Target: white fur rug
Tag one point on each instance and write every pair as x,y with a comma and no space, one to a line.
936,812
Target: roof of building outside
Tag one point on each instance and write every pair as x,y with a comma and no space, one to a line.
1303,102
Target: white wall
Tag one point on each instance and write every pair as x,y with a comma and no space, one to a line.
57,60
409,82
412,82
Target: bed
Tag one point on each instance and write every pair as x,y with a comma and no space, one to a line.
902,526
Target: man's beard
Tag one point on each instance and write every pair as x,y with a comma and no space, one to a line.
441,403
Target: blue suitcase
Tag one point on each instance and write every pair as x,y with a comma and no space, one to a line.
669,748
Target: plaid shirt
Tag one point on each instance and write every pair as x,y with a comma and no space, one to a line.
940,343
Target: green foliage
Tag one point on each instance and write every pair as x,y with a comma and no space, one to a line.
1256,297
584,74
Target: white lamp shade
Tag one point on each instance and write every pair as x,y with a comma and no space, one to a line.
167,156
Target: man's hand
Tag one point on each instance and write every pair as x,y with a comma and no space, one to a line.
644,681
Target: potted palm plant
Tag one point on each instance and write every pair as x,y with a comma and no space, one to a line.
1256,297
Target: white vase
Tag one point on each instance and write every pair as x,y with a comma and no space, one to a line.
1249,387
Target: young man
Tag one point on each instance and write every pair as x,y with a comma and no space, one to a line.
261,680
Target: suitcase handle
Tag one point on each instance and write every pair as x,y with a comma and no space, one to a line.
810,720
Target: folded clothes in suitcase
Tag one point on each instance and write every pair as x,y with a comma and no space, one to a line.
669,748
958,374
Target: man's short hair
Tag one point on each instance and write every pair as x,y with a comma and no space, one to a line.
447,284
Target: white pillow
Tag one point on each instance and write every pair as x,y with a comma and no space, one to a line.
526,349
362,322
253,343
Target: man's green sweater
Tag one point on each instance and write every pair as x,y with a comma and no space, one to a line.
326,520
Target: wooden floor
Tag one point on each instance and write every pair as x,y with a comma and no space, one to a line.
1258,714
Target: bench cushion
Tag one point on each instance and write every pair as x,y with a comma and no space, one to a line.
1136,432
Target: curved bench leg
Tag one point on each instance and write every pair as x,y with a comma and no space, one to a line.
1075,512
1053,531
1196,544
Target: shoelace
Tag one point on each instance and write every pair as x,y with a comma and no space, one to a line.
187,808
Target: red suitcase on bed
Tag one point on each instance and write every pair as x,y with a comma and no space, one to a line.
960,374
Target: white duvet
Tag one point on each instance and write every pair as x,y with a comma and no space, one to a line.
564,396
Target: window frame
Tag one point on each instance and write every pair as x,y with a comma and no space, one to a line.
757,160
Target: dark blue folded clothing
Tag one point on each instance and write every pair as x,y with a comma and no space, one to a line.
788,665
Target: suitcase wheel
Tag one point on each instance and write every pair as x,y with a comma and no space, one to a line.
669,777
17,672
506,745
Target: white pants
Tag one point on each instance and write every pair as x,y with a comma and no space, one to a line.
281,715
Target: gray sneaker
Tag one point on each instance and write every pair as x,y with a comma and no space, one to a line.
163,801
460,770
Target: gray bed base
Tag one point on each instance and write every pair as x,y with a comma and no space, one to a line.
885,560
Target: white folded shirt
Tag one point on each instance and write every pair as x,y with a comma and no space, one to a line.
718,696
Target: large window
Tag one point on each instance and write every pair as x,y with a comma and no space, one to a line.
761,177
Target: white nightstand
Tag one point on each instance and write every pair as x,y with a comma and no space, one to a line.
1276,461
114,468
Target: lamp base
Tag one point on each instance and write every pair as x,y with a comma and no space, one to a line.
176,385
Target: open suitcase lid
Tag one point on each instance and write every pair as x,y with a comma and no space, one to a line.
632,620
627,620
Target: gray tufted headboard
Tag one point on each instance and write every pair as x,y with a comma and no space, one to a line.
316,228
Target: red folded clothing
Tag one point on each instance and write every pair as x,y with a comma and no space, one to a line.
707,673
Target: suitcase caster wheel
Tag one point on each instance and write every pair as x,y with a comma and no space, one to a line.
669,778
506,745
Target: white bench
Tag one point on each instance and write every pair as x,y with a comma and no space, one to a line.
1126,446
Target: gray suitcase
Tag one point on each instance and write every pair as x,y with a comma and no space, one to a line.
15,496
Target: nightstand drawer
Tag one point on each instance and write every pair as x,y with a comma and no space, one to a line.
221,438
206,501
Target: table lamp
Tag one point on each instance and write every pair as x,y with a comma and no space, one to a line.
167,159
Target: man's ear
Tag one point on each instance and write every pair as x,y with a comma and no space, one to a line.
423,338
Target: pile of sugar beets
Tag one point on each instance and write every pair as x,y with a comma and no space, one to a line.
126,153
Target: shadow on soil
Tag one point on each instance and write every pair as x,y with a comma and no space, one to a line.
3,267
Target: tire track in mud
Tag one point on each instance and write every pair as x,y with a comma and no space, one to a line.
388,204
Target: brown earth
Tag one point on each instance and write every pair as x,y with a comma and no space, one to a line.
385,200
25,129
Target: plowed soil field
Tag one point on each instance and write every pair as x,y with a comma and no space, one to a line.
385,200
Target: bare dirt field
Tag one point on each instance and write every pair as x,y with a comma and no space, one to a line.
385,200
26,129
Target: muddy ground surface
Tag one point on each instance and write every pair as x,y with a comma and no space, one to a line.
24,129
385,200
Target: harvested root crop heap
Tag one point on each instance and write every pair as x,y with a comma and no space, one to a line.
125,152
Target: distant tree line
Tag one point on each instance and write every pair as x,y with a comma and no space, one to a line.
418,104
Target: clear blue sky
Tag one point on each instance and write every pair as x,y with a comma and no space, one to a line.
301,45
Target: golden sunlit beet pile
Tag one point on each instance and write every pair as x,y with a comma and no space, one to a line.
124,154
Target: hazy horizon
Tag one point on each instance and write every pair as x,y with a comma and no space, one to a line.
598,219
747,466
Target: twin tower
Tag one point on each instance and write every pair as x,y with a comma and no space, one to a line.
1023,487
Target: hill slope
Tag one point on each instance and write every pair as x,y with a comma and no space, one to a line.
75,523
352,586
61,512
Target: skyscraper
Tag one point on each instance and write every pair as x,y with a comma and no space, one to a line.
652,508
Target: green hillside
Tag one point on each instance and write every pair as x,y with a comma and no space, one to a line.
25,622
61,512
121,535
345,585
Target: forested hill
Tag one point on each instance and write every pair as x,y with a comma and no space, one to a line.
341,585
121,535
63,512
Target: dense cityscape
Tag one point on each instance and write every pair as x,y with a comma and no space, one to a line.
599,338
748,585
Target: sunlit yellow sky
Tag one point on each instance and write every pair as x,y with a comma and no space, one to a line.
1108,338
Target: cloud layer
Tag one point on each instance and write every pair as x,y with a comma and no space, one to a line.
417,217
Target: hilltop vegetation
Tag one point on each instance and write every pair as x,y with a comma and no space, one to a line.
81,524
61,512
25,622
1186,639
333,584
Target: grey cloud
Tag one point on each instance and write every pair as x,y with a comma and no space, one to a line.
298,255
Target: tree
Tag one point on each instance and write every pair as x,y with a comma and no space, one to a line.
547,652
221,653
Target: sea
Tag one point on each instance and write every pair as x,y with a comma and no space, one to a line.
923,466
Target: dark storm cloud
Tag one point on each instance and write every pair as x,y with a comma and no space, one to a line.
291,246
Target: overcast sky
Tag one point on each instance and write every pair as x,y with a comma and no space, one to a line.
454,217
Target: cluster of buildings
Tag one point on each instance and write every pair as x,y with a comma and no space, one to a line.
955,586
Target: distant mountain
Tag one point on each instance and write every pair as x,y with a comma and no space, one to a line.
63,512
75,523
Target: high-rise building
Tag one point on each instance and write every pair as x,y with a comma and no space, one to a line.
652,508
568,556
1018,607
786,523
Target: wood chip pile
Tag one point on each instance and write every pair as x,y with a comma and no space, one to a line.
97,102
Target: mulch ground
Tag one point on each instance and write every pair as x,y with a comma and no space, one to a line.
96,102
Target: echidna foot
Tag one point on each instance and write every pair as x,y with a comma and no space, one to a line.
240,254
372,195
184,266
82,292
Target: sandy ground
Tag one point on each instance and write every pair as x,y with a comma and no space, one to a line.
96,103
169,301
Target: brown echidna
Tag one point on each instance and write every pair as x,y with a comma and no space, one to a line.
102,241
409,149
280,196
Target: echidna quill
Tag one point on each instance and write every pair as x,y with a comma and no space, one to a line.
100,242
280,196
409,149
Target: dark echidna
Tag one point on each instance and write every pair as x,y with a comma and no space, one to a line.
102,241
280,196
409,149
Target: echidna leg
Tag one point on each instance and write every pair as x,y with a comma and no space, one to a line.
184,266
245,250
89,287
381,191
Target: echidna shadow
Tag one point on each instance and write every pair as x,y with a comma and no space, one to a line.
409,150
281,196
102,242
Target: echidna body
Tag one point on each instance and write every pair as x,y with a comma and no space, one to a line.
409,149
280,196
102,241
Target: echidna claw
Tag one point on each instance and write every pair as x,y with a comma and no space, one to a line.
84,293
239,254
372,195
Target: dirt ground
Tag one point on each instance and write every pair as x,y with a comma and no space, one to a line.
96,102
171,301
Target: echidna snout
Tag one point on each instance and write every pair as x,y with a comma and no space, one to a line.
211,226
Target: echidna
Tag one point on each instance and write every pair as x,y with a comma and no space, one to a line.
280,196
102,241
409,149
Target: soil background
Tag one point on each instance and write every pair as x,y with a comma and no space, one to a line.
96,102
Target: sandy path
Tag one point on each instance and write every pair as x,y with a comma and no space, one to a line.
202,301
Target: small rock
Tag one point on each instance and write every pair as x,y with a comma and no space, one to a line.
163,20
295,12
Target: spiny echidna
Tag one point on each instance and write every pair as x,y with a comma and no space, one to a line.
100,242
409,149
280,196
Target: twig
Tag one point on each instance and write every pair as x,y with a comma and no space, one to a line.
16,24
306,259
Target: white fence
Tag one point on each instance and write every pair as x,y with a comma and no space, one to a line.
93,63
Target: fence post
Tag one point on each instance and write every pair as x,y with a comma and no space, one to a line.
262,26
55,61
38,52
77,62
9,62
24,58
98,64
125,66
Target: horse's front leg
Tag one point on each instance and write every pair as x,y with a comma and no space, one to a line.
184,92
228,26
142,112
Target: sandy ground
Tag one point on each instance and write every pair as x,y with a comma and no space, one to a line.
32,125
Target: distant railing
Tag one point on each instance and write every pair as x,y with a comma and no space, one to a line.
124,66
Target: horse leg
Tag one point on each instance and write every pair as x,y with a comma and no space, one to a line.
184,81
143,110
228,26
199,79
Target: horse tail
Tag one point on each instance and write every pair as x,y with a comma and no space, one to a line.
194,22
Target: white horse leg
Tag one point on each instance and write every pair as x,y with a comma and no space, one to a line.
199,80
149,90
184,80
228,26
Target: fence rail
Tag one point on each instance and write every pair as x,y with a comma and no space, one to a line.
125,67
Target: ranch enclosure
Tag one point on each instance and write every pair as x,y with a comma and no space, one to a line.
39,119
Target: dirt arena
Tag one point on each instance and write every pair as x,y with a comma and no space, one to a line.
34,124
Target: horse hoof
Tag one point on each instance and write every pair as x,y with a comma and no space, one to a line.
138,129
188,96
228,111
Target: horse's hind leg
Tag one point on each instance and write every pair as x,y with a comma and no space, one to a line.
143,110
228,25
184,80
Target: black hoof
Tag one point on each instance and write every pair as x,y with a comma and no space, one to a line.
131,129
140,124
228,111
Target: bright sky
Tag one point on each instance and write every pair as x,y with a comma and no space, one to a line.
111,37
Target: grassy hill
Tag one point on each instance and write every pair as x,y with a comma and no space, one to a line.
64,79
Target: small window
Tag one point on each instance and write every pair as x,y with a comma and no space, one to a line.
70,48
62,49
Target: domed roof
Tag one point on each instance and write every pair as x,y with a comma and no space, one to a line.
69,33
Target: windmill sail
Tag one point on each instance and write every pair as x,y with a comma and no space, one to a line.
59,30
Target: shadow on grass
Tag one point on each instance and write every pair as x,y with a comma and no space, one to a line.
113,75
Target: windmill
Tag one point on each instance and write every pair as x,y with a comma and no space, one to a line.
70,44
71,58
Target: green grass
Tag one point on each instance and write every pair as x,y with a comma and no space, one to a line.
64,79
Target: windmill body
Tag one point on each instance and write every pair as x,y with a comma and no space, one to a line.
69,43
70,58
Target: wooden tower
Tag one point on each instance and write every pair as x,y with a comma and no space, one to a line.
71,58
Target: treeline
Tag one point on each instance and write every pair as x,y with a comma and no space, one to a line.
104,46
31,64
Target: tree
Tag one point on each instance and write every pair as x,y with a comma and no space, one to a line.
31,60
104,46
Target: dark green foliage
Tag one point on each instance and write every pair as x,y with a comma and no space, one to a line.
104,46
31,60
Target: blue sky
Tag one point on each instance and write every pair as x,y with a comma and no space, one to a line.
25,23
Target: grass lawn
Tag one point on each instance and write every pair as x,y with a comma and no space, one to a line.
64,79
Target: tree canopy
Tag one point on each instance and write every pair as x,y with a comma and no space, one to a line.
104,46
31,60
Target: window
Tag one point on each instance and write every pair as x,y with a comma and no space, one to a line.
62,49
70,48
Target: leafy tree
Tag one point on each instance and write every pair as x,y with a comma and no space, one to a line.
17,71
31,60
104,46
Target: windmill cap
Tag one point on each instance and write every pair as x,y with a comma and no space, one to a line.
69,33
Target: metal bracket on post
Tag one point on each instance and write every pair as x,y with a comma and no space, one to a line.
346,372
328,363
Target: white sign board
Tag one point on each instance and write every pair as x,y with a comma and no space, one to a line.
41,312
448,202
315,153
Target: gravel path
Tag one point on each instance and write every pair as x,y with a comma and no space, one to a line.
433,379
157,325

_WHAT TO PRODUCE_
Repeat exactly the lines above, starting with the first line of the records and finishing with the line holding "Target: man's beard". Add no other line.

_FINAL ANSWER_
Target: white fur rug
Tag one point on each instance and write every pair as x,y with a comma and no space, one to a line.
936,812
Target: roof of building outside
Tag one point on each instance and write every pair as x,y with a comma and no space, one to a line.
1303,102
Target: white wall
Tag one point on each instance and write every pair as x,y with a comma and no space, one to a line.
57,60
409,82
412,82
Target: bed
Tag one point on each instance and write every pair as x,y with a comma and no space, one to a line.
902,526
Target: man's beard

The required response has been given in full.